◆ INSTRUCTIONS ◆
a) From the passage on job application forms, reproduce the text from "An application form" up to and including "a dead end.".
b) In the passage on job application forms, where was the fifth listed element taken from?

◆ SUPPLIED PASSAGE ◆
——

Ace your job application form

An application form is usually the first opportunity that you have to impress your potential employer. Get this right and you will have another chance to continue impressing them. But if you do anything less than an excellent job, it might very well be a dead end.

Most online application forms contain variations around the following elements:

  1. Personal Information
  2. Qualifications
  3. Employment History
  4. Referees
  5. Supporting Information
  6. Safeguarding
  7. Submit and Declarations

I would now like you to go back to number 5. I have taken this from the application form on the NHS job website. Judging by the wording used here, it might sound to some like number 5 is optional and unimportant. Nothing further from the truth, this is the most important part of the form as this is your chance to make a strong case about your suitability for the job. If you are able to provide clear examples of how you have previously demonstrated the skills required for the job, then you are likely to be invited to the next stage of the recruitment process.

——

◆ EXTRACTED ENTRIES ◆
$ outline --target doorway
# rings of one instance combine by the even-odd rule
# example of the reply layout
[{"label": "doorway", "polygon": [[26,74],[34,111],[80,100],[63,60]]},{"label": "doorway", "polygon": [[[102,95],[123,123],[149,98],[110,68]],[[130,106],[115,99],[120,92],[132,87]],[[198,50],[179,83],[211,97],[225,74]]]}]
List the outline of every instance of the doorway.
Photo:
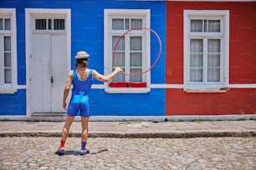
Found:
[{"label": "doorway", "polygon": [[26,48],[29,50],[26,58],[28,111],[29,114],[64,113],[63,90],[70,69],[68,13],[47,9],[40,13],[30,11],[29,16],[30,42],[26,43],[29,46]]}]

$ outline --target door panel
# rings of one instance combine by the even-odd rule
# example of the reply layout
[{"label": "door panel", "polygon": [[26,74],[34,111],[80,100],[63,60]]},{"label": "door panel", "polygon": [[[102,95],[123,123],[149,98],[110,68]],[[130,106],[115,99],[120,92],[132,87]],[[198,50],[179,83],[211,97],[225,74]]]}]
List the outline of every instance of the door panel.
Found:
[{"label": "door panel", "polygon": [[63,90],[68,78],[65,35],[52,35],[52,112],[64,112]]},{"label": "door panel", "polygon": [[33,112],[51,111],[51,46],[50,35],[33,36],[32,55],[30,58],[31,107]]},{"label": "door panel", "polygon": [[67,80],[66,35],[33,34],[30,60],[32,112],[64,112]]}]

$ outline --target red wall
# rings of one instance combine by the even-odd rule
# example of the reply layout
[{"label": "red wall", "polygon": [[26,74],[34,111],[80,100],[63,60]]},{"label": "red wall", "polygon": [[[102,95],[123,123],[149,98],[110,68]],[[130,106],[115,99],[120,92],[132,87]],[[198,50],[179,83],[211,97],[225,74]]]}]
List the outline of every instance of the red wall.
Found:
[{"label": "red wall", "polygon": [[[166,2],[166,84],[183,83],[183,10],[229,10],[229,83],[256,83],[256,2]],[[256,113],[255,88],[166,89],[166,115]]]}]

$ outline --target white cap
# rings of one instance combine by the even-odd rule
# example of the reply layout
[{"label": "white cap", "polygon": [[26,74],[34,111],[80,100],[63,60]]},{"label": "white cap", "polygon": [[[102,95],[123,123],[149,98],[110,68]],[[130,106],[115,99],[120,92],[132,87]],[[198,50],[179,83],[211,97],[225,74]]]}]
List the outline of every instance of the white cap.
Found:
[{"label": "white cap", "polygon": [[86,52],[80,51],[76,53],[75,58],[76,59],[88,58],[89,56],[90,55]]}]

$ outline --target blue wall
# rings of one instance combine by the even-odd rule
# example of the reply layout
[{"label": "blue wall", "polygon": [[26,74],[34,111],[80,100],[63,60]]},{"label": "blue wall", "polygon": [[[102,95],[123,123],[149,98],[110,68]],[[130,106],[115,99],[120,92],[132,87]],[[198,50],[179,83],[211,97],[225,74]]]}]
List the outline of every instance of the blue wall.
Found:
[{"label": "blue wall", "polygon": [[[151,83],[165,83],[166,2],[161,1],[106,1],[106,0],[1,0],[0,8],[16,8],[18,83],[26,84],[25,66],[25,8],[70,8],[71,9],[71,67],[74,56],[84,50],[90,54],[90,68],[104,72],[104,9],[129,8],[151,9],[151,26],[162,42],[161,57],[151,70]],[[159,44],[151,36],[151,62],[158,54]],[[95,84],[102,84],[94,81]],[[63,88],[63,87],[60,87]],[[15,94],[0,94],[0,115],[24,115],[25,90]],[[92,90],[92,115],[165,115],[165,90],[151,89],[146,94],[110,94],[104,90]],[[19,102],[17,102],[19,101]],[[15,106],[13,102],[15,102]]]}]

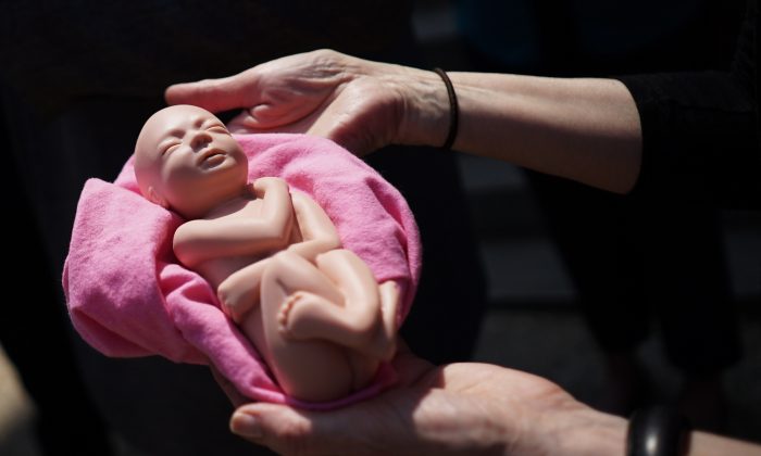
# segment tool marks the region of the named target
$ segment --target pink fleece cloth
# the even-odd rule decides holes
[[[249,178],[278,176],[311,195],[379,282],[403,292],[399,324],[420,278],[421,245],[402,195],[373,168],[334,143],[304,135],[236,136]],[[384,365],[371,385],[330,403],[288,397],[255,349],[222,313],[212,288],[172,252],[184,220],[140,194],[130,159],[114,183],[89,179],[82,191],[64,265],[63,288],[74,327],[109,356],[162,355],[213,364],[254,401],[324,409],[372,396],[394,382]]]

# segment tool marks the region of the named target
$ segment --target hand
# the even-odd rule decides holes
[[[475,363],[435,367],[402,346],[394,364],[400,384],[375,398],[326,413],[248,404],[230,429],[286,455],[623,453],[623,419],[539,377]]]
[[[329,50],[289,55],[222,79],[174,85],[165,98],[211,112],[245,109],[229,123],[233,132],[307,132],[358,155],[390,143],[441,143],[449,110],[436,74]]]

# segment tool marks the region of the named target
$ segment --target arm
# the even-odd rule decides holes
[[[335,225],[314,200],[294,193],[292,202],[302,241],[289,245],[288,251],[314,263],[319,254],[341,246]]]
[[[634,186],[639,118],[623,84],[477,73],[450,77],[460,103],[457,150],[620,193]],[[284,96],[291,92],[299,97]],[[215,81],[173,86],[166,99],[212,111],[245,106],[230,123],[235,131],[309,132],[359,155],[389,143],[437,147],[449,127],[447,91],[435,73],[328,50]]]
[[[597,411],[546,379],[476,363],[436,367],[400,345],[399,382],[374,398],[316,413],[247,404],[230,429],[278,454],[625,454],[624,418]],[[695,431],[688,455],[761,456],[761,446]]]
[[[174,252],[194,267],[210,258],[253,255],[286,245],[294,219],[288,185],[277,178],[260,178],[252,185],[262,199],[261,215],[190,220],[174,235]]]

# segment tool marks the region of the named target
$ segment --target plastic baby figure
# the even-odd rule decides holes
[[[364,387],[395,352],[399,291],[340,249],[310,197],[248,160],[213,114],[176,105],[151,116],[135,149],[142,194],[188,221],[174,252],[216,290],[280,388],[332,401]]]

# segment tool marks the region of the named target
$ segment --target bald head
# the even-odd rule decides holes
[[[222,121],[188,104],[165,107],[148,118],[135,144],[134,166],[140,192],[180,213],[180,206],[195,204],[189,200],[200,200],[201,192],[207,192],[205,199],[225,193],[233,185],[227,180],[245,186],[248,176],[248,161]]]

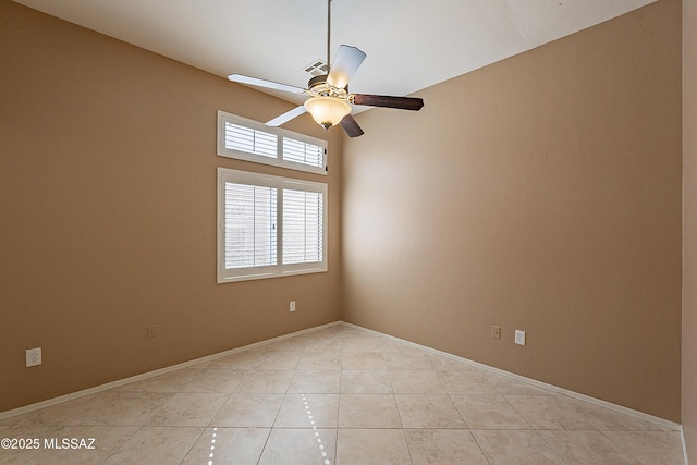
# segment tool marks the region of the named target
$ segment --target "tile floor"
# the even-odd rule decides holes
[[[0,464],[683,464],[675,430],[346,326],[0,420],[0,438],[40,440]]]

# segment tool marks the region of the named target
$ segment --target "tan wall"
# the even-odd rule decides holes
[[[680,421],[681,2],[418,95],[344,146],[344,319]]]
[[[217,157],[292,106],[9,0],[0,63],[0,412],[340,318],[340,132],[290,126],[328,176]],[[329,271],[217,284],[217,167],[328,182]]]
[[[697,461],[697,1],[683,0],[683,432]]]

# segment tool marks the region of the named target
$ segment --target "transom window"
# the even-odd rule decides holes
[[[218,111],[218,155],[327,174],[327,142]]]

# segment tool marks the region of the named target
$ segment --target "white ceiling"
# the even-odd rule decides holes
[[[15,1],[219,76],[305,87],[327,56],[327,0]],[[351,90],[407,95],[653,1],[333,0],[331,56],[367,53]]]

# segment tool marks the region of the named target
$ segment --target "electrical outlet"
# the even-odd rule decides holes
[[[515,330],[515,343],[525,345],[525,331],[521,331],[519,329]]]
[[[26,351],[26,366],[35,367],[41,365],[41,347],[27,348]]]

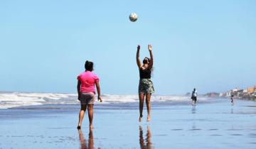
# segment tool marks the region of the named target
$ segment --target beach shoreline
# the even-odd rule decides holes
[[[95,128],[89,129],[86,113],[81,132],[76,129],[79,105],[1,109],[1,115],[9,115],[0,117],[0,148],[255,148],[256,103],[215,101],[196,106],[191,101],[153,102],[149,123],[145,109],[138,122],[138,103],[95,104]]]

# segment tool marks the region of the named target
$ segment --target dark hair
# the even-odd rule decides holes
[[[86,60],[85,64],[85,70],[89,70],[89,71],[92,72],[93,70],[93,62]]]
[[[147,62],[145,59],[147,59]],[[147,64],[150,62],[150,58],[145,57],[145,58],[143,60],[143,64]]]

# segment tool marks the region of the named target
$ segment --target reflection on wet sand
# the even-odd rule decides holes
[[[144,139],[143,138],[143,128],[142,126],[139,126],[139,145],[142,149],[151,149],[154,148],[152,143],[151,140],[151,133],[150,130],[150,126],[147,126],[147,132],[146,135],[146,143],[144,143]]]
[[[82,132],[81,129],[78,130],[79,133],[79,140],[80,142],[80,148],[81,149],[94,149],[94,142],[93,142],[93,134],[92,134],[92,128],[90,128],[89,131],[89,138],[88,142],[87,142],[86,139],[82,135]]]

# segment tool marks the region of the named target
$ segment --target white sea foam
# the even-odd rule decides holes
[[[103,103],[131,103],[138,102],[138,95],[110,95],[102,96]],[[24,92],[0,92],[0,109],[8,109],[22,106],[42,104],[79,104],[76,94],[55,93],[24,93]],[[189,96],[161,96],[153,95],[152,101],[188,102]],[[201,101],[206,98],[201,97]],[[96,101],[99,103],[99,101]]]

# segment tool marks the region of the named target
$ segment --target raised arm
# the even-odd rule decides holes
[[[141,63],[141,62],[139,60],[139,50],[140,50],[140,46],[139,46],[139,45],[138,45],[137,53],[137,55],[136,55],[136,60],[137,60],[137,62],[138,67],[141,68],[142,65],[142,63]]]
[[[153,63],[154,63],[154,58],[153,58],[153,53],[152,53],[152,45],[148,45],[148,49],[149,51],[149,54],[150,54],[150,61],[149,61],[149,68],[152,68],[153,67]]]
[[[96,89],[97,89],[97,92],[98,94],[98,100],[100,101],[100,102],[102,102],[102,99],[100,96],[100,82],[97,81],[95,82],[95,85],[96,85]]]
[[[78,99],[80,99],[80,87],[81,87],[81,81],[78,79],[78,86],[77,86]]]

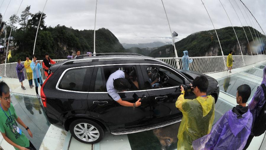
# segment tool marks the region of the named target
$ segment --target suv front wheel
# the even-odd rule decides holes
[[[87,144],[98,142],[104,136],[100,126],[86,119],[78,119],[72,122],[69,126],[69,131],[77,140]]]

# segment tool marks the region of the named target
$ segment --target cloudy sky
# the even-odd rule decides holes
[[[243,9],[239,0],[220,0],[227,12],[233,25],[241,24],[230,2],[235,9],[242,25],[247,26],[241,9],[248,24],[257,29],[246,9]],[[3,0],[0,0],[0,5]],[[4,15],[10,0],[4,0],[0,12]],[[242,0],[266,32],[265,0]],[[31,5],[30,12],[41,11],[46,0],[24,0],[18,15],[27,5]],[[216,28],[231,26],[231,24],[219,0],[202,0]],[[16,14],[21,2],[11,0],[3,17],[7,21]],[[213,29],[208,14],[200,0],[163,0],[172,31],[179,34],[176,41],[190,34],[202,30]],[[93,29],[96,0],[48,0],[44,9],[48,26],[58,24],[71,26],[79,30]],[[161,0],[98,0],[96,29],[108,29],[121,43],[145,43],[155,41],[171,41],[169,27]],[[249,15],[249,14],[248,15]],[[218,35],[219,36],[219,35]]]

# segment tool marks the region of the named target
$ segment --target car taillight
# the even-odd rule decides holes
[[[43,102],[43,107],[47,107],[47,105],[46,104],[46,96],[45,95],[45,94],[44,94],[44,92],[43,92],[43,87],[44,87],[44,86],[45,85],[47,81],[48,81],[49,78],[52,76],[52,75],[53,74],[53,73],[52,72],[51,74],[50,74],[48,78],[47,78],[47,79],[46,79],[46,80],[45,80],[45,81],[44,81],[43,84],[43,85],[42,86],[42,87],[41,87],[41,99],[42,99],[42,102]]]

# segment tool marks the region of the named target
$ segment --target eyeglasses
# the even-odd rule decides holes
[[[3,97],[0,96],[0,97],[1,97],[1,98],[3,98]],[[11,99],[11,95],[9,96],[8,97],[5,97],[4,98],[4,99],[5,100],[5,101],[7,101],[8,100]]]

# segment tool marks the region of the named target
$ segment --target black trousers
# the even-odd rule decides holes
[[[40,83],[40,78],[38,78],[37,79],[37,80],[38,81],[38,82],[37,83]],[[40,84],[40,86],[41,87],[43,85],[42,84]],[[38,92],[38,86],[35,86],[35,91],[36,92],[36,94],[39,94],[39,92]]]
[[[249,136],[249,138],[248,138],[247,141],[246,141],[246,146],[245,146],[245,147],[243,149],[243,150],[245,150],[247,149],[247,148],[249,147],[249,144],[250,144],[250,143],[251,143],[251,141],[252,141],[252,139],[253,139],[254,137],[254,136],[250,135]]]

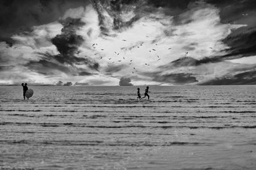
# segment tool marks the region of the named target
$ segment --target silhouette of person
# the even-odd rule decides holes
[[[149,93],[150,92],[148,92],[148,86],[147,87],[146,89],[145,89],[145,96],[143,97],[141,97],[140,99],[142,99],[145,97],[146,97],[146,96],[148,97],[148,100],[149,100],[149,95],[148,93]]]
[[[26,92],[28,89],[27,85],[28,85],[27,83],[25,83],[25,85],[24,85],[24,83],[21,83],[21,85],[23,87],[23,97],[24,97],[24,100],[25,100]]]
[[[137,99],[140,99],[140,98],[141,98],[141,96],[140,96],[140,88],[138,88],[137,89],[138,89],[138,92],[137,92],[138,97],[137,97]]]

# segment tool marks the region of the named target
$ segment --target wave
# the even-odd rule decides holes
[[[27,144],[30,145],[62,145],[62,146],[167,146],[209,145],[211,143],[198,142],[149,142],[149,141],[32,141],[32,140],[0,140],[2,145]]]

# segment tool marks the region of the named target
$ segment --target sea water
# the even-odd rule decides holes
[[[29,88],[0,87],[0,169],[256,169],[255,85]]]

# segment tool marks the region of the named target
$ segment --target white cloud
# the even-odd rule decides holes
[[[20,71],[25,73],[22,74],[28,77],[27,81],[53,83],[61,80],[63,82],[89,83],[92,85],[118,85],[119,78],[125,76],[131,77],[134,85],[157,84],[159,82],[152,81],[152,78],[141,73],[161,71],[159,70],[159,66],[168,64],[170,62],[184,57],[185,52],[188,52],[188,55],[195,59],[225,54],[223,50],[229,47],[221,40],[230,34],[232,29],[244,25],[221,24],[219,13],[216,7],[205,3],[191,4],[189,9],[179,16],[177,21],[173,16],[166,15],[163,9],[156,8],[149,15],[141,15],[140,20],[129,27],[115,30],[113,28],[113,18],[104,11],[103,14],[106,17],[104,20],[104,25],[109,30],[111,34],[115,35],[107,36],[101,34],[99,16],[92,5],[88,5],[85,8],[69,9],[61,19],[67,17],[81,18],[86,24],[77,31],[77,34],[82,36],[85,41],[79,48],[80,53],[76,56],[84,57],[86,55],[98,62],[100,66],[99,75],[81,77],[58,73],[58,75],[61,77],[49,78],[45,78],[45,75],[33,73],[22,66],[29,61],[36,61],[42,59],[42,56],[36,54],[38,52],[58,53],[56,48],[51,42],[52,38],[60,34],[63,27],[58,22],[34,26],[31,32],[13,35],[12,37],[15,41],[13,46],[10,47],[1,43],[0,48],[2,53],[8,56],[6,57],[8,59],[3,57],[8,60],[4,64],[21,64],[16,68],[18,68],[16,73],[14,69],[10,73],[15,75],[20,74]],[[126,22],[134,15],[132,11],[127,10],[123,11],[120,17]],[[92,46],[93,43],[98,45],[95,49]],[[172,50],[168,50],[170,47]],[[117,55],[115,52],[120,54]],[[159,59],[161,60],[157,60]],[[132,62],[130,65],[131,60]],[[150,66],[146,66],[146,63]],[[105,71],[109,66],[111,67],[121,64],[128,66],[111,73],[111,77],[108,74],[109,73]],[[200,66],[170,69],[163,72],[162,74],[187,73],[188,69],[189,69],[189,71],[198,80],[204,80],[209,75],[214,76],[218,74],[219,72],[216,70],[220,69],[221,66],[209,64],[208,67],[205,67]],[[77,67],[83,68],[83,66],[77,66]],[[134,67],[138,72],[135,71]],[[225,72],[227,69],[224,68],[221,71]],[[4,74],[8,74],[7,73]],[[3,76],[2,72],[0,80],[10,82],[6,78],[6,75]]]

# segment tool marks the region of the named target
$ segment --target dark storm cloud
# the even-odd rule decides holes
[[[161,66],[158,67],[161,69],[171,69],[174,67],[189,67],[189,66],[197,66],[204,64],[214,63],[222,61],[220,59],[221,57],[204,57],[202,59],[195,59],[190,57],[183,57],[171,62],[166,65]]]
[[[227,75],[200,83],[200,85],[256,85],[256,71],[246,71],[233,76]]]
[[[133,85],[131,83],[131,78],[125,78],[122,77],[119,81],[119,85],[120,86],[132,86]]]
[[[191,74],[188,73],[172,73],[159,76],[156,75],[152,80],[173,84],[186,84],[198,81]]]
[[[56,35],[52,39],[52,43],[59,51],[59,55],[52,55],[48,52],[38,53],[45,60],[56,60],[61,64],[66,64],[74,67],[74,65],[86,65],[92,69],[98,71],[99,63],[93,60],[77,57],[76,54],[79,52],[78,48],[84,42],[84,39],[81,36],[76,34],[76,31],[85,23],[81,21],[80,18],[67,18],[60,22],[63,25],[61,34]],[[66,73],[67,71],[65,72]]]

——

◆ ANSWERS TO THE EXERCISE ◆
a)
An application form is usually the first opportunity that you have to impress your potential employer. Get this right and you will have another chance to continue impressing them. But if you do anything less than an excellent job, it might very well be a dead end.

b) The application form on the NHS job website.